What is being asked: Make an exact copy of the records, dropping all pictures.

Task data:

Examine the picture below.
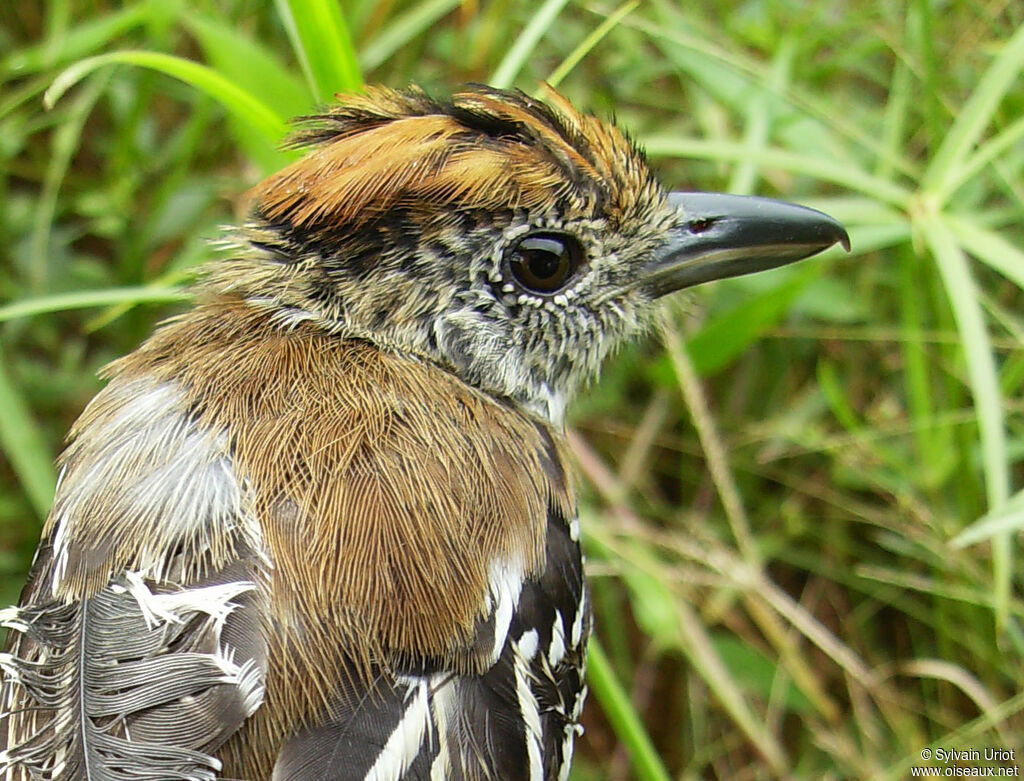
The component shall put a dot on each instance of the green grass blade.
(82, 40)
(975, 115)
(624, 718)
(89, 299)
(985, 155)
(403, 29)
(588, 43)
(320, 38)
(250, 64)
(759, 119)
(238, 101)
(24, 444)
(1009, 518)
(66, 141)
(824, 170)
(516, 56)
(989, 248)
(255, 69)
(984, 381)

Response to the exercise:
Examine the picture below.
The component shall put a dot on each instance of the green grass blade.
(82, 40)
(975, 115)
(624, 718)
(89, 299)
(985, 155)
(403, 29)
(588, 43)
(320, 38)
(250, 64)
(759, 119)
(238, 101)
(24, 444)
(1009, 518)
(66, 141)
(824, 170)
(516, 56)
(989, 248)
(255, 69)
(984, 381)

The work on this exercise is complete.